Goal of the exercise >>
From the passage on positive self-talk, write out word for word the section between "When I trained" and "and keep going.", inclusive.

Text extract >>
When I trained for the marathon in 2005-6, I learned that it was imperative that I keep my mind in a positive mode. I found it easier to stay the course in my training and discipline if I kept my mind in a healthier, more upbeat place, because whenever any negativity entered into my sphere, I noticed that it had a detrimental effect on my psychological ability to push through and keep going.

During my training, I picked up many helpful tricks to stay in this happier mental state, and I found these tricks quite useful in the musical arena as well. Most of these simple tricks related to a simple tweak in my focus and awareness of the language I chose to use aloud and to myself.

"You can do this, you know you can."
Watch your language, choose yes
Yes!

"You're a person who perseveres when things get tough."

"You have the discipline and strength to finish this."

"You are prepared for this, so relax and let the training take over."

I said these affirmations, especially the first one, frequently every day. What I discovered is that the affirmation would pop into my head several times all on its own. It became a part of my self-talk on a regular basis, and I noticed that my attitude stayed positive and strong as a result.

But how do we get to this stage? For some of us, our self-talk has dipped so low, that we are unaware of how weighty it has become. It pulls on us, gnaws on us, and ultimately drags us down to an unpleasant place where things seem so hard and impossible to accomplish. How do we fix this negative self-talk habit? I have a few suggestions.

Pointing dataset records

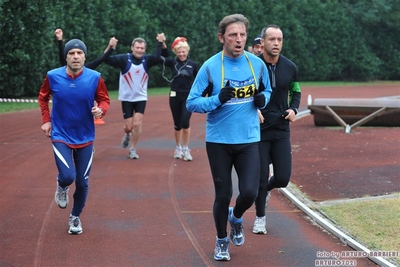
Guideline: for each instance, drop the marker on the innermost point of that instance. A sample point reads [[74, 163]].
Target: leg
[[281, 157], [185, 118], [247, 165], [178, 136], [137, 128], [66, 173], [264, 150], [220, 160], [176, 116], [127, 111], [65, 165], [83, 162]]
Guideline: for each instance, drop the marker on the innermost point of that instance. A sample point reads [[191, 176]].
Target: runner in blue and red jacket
[[73, 90]]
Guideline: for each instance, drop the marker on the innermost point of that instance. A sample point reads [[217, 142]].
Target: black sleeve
[[117, 61], [164, 52], [95, 63], [61, 56]]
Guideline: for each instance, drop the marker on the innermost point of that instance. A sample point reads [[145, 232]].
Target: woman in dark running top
[[184, 70], [281, 110]]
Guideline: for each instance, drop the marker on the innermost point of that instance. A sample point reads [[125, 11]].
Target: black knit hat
[[257, 40], [74, 44]]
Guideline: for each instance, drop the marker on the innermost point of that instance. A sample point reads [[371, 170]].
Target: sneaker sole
[[223, 258], [260, 232], [74, 233], [61, 207]]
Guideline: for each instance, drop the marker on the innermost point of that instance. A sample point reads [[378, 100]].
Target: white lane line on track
[[327, 225], [182, 220], [42, 233]]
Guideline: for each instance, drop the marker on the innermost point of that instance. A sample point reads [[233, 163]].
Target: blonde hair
[[178, 43]]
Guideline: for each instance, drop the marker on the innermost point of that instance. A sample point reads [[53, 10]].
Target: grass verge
[[18, 106], [374, 223]]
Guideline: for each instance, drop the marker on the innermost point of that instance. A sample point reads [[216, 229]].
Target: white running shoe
[[61, 197], [186, 155], [237, 233], [75, 225], [259, 226], [221, 251], [133, 154], [125, 140], [178, 153]]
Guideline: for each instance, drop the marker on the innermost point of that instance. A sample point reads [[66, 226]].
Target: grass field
[[17, 106], [375, 223]]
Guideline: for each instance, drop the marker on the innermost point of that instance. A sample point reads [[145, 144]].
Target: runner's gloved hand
[[208, 90], [226, 93], [259, 99]]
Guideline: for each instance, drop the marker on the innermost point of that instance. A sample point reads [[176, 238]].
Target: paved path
[[156, 211]]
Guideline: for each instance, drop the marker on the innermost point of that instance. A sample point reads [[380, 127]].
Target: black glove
[[259, 99], [208, 90], [226, 93], [261, 86]]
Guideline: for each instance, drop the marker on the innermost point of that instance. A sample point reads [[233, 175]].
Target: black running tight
[[245, 159], [279, 153]]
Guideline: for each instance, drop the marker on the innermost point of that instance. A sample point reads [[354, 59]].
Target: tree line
[[329, 40]]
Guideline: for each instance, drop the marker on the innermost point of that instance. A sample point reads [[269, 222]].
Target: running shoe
[[61, 197], [133, 154], [267, 198], [237, 234], [221, 251], [75, 225], [125, 140], [259, 225], [178, 153], [186, 155]]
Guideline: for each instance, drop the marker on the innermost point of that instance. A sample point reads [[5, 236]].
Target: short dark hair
[[267, 27], [232, 19]]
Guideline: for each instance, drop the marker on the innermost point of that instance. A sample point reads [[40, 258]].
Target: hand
[[113, 43], [260, 116], [46, 128], [161, 37], [259, 99], [290, 115], [97, 112], [226, 93], [58, 33], [208, 90]]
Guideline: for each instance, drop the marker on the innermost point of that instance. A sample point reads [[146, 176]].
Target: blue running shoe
[[221, 251], [237, 233]]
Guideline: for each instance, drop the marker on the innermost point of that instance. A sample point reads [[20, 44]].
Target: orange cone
[[99, 121]]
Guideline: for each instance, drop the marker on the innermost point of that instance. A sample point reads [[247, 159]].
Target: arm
[[44, 99], [294, 97], [267, 90], [164, 50], [59, 35], [196, 101], [111, 47], [102, 98]]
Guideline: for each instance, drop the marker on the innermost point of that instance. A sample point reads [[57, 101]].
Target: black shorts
[[129, 108]]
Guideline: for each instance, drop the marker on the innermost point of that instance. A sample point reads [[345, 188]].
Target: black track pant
[[279, 153], [245, 159], [180, 114]]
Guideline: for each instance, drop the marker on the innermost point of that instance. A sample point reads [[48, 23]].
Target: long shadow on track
[[154, 211]]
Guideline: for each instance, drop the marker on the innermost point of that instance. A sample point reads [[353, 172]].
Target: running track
[[156, 211]]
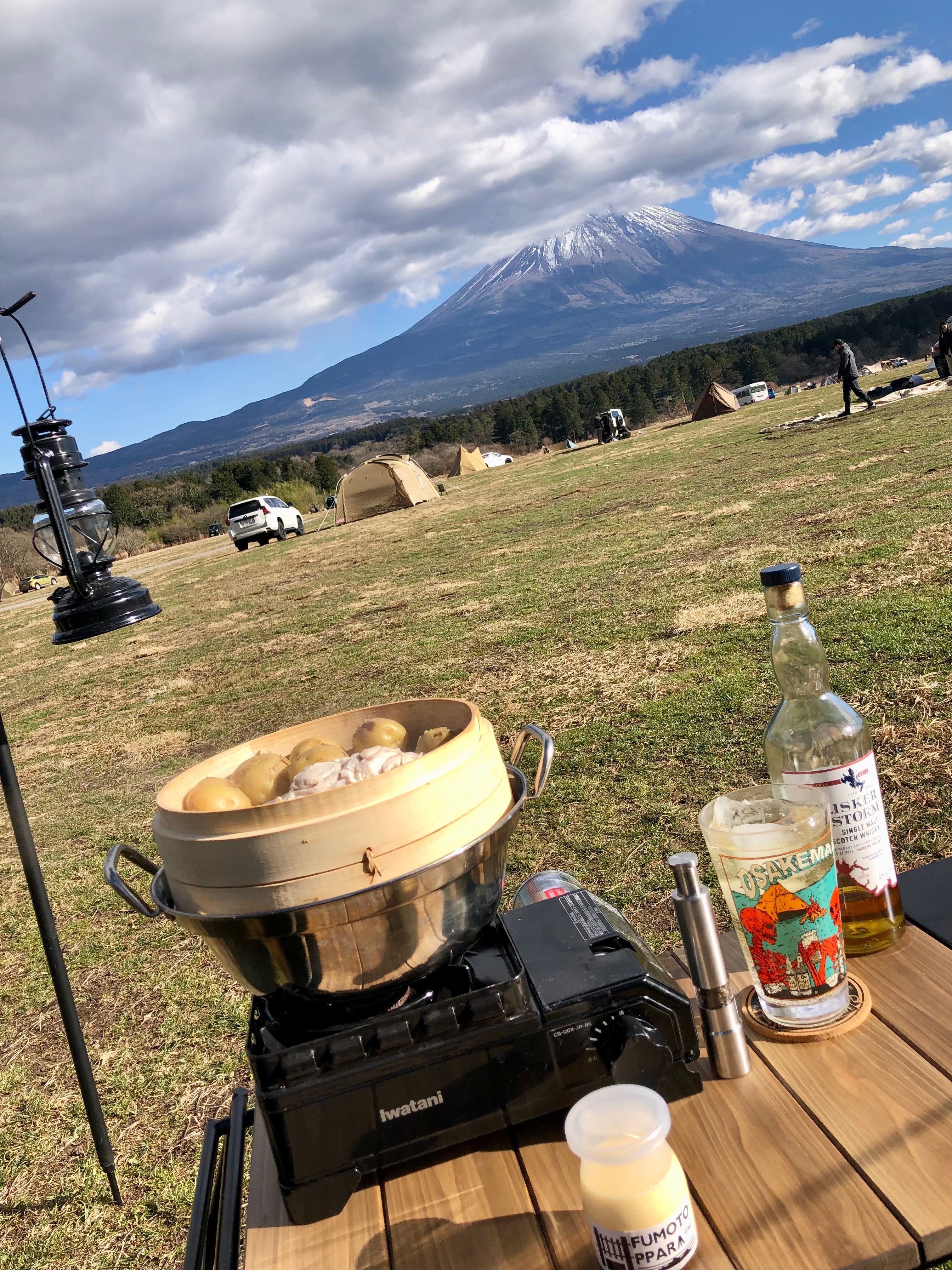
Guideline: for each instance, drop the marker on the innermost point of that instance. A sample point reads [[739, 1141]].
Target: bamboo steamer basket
[[343, 840]]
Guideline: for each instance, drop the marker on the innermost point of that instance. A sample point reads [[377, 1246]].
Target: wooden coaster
[[855, 1014]]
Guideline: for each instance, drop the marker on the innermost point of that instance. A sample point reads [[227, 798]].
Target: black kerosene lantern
[[75, 533]]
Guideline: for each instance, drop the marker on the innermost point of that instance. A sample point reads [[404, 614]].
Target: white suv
[[259, 520]]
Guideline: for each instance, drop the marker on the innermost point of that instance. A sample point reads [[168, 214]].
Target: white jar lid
[[617, 1124]]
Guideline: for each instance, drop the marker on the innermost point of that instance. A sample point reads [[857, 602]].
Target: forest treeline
[[179, 506]]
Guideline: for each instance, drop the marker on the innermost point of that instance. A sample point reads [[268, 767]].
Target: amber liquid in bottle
[[817, 738]]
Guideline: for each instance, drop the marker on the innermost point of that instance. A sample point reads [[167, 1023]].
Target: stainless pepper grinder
[[720, 1018]]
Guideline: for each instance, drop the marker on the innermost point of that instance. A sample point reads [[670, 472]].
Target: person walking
[[945, 351], [848, 375]]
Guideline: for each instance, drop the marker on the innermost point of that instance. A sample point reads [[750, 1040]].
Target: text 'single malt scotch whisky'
[[815, 738]]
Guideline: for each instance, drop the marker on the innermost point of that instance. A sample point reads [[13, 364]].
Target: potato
[[432, 740], [262, 778], [310, 742], [314, 752], [215, 794], [379, 732]]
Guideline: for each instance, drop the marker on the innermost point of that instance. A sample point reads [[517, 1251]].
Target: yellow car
[[37, 582]]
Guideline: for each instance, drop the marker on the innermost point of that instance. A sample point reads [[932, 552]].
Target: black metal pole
[[55, 961]]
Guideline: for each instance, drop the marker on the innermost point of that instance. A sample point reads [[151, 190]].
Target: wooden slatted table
[[828, 1156]]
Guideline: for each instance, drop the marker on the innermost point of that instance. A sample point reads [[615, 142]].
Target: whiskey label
[[786, 908], [860, 835], [669, 1244]]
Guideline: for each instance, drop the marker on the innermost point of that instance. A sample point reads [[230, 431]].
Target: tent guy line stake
[[55, 961]]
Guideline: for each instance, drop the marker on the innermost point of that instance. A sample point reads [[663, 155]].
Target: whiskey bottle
[[815, 738]]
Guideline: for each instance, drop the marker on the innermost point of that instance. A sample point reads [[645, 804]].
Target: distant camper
[[752, 393]]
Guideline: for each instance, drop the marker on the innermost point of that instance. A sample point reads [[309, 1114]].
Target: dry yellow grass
[[738, 608], [549, 591]]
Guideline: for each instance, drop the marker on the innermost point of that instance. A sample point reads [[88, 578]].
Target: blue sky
[[214, 205]]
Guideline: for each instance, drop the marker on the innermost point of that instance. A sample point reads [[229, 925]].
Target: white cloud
[[922, 239], [837, 223], [734, 208], [928, 148], [810, 25], [833, 196], [192, 182], [630, 87], [936, 193]]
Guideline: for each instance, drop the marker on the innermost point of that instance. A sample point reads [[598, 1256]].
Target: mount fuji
[[615, 290]]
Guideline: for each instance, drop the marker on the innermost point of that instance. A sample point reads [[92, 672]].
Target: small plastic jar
[[632, 1187]]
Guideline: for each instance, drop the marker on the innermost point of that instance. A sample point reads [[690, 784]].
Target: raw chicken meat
[[347, 771]]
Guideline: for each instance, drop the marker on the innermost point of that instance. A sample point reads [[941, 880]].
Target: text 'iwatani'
[[413, 1105]]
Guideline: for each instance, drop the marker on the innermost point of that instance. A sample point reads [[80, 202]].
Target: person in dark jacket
[[945, 351], [848, 375]]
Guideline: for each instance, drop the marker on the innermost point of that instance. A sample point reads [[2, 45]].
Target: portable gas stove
[[552, 1001]]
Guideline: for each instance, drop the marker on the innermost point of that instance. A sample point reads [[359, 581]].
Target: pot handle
[[545, 764], [111, 870]]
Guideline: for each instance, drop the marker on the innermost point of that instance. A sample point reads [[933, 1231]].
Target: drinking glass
[[774, 855]]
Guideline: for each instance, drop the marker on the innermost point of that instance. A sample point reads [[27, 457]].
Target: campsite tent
[[382, 484], [469, 461], [714, 401]]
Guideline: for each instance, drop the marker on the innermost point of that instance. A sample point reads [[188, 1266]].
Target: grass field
[[610, 595]]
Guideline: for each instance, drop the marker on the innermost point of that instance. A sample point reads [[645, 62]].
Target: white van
[[752, 393]]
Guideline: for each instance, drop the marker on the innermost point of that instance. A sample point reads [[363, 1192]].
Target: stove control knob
[[634, 1051]]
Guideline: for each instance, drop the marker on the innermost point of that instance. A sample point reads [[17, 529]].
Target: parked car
[[37, 582], [612, 427], [259, 520], [752, 393]]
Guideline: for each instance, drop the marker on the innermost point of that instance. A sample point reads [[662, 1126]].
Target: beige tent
[[469, 461], [714, 401], [384, 484]]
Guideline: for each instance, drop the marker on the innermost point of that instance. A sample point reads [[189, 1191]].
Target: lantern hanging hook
[[11, 312]]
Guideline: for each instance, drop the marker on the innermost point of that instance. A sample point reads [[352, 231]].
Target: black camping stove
[[552, 1001]]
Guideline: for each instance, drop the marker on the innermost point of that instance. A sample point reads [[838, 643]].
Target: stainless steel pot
[[384, 935]]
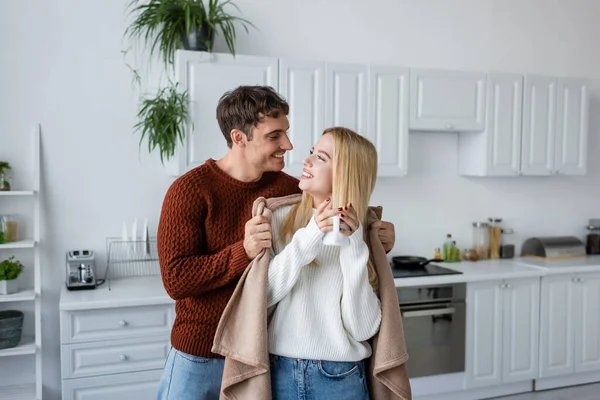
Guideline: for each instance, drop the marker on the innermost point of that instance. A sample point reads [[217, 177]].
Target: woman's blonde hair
[[354, 176]]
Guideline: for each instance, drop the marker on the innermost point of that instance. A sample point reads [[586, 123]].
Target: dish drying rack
[[131, 258]]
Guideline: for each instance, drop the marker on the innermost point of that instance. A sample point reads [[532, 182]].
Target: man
[[204, 241]]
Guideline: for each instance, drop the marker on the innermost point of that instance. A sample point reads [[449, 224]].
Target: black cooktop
[[428, 270]]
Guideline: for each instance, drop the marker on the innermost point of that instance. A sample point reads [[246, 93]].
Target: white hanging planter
[[9, 287]]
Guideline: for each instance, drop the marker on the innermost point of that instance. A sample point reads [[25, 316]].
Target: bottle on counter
[[447, 251], [481, 240], [495, 229]]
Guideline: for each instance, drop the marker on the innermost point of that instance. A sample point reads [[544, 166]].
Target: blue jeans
[[188, 377], [315, 379]]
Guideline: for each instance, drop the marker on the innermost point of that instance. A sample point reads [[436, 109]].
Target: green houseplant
[[191, 24], [162, 120], [9, 271], [165, 26], [4, 181]]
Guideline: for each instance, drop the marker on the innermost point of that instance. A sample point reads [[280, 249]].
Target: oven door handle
[[426, 313]]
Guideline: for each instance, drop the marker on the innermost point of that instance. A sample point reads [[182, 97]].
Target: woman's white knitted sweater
[[325, 311]]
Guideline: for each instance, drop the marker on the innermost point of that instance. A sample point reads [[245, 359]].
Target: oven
[[434, 328]]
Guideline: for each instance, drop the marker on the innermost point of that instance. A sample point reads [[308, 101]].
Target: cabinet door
[[539, 116], [207, 77], [447, 100], [571, 127], [503, 125], [521, 307], [557, 325], [345, 96], [302, 83], [587, 331], [483, 358], [133, 385], [388, 118]]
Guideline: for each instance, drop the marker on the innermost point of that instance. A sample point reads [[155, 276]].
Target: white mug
[[335, 237]]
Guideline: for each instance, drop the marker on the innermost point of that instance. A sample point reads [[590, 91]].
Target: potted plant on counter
[[188, 24], [9, 272], [4, 179]]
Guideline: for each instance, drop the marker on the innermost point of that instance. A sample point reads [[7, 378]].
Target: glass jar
[[481, 240], [495, 229], [592, 240], [5, 181], [507, 249], [10, 227], [2, 228]]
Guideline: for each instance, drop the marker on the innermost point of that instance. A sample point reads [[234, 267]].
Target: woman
[[322, 299]]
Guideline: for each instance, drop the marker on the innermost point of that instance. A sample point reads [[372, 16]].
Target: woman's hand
[[348, 217], [324, 214]]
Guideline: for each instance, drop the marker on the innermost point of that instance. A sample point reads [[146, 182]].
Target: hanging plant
[[165, 26], [169, 25], [162, 120]]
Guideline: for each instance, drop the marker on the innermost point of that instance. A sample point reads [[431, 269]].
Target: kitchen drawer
[[130, 386], [116, 323], [114, 357]]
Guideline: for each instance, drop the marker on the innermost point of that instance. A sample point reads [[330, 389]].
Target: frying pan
[[412, 262]]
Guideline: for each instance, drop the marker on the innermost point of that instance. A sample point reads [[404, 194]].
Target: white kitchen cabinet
[[388, 118], [302, 84], [497, 150], [113, 344], [571, 127], [136, 385], [539, 117], [502, 332], [570, 324], [207, 77], [535, 126], [346, 88], [555, 123], [447, 100]]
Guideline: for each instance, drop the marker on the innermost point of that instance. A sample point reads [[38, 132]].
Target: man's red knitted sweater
[[200, 246]]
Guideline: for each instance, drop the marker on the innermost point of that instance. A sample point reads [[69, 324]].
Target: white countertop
[[579, 265], [487, 270], [149, 290], [125, 292]]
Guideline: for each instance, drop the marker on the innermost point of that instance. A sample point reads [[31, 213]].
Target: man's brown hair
[[246, 106]]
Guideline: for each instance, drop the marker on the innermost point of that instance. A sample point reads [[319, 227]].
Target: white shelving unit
[[29, 345]]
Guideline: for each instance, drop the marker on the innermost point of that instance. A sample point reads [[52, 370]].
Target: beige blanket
[[241, 336]]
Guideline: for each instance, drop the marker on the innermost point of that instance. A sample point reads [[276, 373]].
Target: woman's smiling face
[[317, 175]]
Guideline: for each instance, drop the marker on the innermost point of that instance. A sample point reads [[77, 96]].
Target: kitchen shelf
[[17, 193], [21, 295], [22, 244], [31, 344], [27, 346], [21, 392]]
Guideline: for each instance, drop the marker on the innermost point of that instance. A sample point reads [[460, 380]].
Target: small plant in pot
[[9, 272], [162, 121], [4, 178], [191, 24]]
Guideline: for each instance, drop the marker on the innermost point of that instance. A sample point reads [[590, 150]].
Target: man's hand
[[257, 236], [387, 235]]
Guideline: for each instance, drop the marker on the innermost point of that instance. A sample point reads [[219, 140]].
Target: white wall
[[60, 64]]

Worked answer >>
When I trained for the marathon in 2005-6, I learned that it was imperative that I keep my mind in a positive mode. I found it easier to stay the course in my training and discipline if I kept my mind in a healthier, more upbeat place, because whenever any negativity entered into my sphere, I noticed that it had a detrimental effect on my psychological ability to push through and keep going.